Dhanush Srikanth (born 21 July 2002) is an Indian deaf sports shooter. He made his Deaflympic debut at the age of 19 representing India at the 2021 Summer Deaflympics. Despite his deafness, he has been competing in Indian shooting circuit and has been regarded as one of the regular faces in Indian shooting fraternity. He is currently coached by former Indian sports shooter Gagan Narang at the Guns for Glory Shooting Academy in Hyderabad.

Biography 
During his childhood, although he was having deafness and hearing difficulties, his parents allowed him to mingle with other normally abled children and allowed him to study, play with other children in order to not let him seek special attention. Prior to competing at Deaflympics, he had not learnt sign language. He also had communication issues and had difficulties in reading. He learnt the art of shooting from Gagan Narang through his drawings and sketches. It was Srikanth's mother who sought the assistance of Gagan Narang when Srikanth was still a 13 year old kid. Srikanth has speech impairments in addition to hearing impairments.

======

(Given task): Determine whether each statement below agrees with the text about Dhanush Srikanth, answering yes or no and quoting the deciding words of the text. 1. Srikanth first competed at the Deaflympics at age 19. 2. Srikanth had learned sign language before competing at the Deaflympics. 3. Srikanth's father sought the assistance of Gagan Narang. The data are not required for any of the work.

[Point labeling dataset excerpts]
======

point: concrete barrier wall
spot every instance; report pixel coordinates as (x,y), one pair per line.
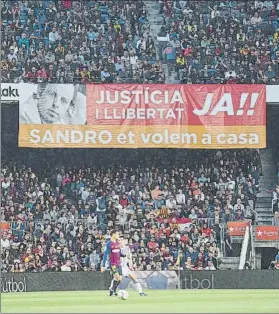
(231,279)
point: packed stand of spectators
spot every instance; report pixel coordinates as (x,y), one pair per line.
(60,216)
(275,195)
(77,41)
(221,41)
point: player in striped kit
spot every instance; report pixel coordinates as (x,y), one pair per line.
(112,254)
(126,265)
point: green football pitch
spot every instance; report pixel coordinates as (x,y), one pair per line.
(163,301)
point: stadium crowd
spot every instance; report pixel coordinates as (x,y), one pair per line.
(77,41)
(171,205)
(222,41)
(110,41)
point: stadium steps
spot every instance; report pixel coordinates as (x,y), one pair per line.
(229,263)
(267,181)
(156,21)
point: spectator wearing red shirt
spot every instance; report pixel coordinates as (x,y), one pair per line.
(206,230)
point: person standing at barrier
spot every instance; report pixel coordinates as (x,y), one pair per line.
(112,254)
(126,264)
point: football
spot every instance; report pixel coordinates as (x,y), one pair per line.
(123,294)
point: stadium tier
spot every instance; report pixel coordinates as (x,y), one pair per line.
(139,151)
(121,41)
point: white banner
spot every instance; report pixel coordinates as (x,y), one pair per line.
(11,92)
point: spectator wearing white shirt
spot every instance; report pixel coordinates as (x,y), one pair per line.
(171,202)
(5,243)
(180,198)
(238,205)
(53,36)
(84,193)
(67,266)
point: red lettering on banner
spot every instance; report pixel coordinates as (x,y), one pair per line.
(237,228)
(183,105)
(267,233)
(225,104)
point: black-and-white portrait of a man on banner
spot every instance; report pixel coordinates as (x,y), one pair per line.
(53,104)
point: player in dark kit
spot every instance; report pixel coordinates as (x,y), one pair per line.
(112,253)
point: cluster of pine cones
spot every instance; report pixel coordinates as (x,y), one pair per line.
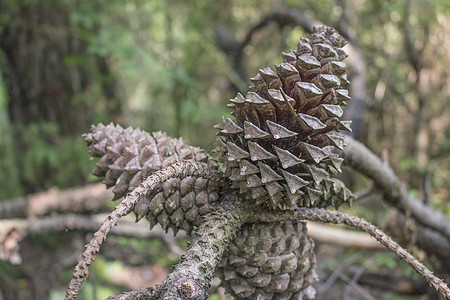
(278,153)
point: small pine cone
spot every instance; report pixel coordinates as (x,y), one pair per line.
(269,261)
(279,151)
(128,156)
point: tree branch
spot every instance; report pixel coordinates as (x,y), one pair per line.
(87,199)
(341,237)
(180,169)
(360,158)
(191,278)
(327,216)
(13,231)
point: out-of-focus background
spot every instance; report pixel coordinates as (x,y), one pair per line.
(172,66)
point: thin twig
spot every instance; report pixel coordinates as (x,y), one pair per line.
(180,169)
(335,217)
(360,158)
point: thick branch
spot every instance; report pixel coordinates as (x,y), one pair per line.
(181,169)
(360,158)
(327,216)
(191,278)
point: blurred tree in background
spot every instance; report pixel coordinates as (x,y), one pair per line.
(172,65)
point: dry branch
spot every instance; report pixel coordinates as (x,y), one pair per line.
(13,231)
(91,198)
(360,158)
(327,216)
(341,237)
(191,278)
(181,169)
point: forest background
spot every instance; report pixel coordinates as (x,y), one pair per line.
(172,66)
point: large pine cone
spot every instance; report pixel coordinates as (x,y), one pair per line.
(279,150)
(269,261)
(128,156)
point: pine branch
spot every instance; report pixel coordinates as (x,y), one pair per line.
(327,216)
(191,278)
(181,169)
(360,158)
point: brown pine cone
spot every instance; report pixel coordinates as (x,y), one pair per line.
(127,156)
(279,150)
(269,261)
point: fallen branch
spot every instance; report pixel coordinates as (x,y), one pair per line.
(360,158)
(191,277)
(13,231)
(326,216)
(180,169)
(341,237)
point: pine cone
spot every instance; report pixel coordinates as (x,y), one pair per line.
(128,156)
(269,261)
(279,150)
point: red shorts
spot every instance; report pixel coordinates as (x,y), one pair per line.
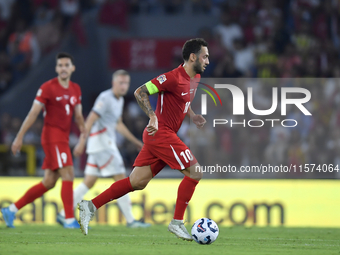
(165,148)
(57,155)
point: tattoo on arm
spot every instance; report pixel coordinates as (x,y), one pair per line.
(142,96)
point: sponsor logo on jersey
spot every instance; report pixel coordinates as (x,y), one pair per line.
(73,100)
(98,105)
(39,92)
(161,78)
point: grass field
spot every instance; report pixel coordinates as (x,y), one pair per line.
(42,239)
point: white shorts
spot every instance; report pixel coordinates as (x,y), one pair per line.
(105,164)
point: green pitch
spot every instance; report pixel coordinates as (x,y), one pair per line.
(41,239)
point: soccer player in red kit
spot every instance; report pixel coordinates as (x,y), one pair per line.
(162,146)
(59,99)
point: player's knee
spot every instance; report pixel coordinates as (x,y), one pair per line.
(140,185)
(197,176)
(49,184)
(196,173)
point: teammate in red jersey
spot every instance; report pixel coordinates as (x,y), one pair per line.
(162,146)
(59,99)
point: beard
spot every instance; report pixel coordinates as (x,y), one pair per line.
(198,68)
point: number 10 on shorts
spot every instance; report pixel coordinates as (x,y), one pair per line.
(187,155)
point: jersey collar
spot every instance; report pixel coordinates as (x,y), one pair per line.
(183,72)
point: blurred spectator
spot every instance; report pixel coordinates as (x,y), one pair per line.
(228,30)
(114,13)
(267,62)
(243,56)
(5,72)
(68,9)
(226,68)
(5,126)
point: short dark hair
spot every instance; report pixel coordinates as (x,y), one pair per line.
(193,46)
(120,72)
(65,55)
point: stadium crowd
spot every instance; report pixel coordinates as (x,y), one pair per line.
(254,39)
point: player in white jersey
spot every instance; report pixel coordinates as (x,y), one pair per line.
(104,159)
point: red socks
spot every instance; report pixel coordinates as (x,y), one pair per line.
(116,190)
(185,191)
(67,198)
(31,195)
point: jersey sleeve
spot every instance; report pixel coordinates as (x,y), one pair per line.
(43,94)
(164,82)
(79,95)
(100,105)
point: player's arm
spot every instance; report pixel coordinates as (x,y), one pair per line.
(29,120)
(198,119)
(79,118)
(124,131)
(90,120)
(142,96)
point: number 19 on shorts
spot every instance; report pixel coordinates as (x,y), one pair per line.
(187,155)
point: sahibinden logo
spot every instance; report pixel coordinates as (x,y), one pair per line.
(239,105)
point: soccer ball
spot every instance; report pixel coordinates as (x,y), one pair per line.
(204,231)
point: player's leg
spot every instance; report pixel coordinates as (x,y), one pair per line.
(50,178)
(125,206)
(178,156)
(91,174)
(185,191)
(67,176)
(138,180)
(79,193)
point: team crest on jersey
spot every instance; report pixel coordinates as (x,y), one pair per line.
(99,105)
(161,78)
(39,92)
(73,100)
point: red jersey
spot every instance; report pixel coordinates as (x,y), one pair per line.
(176,92)
(59,104)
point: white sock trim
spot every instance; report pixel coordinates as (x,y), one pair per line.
(13,208)
(125,206)
(79,193)
(69,220)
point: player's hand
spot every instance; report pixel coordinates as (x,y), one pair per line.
(139,145)
(16,146)
(152,127)
(78,150)
(199,121)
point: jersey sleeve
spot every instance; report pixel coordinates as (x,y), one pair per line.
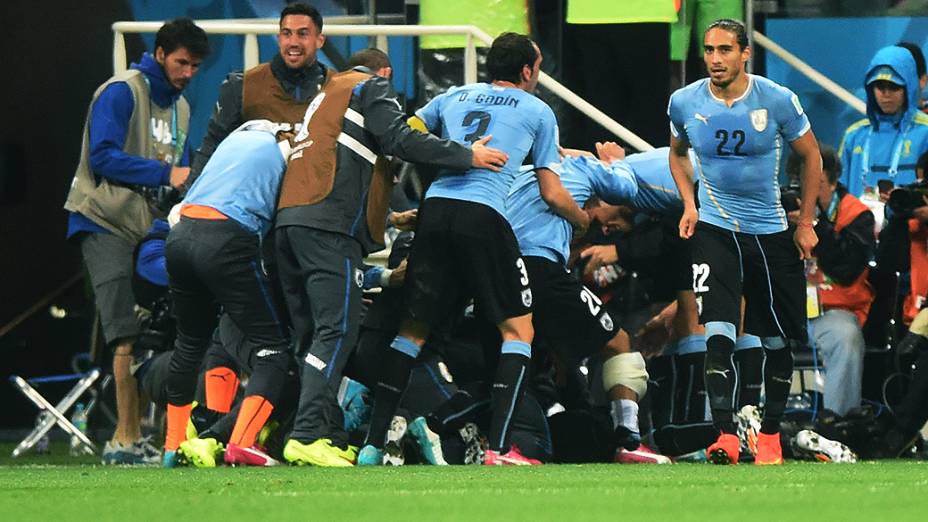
(615,184)
(676,115)
(790,116)
(544,149)
(431,113)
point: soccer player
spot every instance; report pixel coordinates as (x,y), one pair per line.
(566,312)
(464,247)
(736,123)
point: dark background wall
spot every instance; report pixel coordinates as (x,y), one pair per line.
(54,56)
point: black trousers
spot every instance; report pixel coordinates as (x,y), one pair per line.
(321,276)
(213,264)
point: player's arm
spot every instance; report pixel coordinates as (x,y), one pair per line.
(613,179)
(560,200)
(384,119)
(227,116)
(109,125)
(806,147)
(682,171)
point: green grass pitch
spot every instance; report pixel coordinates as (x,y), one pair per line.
(59,488)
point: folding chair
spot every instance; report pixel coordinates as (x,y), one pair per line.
(52,415)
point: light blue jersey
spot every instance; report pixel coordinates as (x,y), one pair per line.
(657,192)
(738,151)
(519,122)
(543,233)
(242,179)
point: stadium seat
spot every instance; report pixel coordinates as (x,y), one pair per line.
(51,415)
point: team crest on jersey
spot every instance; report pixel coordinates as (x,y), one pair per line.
(759,119)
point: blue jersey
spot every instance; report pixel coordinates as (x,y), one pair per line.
(657,192)
(242,179)
(543,233)
(738,151)
(519,123)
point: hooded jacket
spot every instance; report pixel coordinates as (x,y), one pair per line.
(885,147)
(115,153)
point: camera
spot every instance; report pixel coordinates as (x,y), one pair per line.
(904,200)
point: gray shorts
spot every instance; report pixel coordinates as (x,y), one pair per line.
(109,261)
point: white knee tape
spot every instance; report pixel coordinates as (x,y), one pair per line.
(627,369)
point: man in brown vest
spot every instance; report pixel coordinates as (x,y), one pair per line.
(332,209)
(279,90)
(135,144)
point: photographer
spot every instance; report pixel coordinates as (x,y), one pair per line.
(839,272)
(134,136)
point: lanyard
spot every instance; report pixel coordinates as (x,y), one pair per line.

======

(The answer):
1. Yes: "He made his Deaflympic debut at the age of 19"
2. No: "Prior to competing at Deaflympics, he had not learnt sign language."
3. No: "It was Srikanth's mother who sought the assistance of Gagan Narang"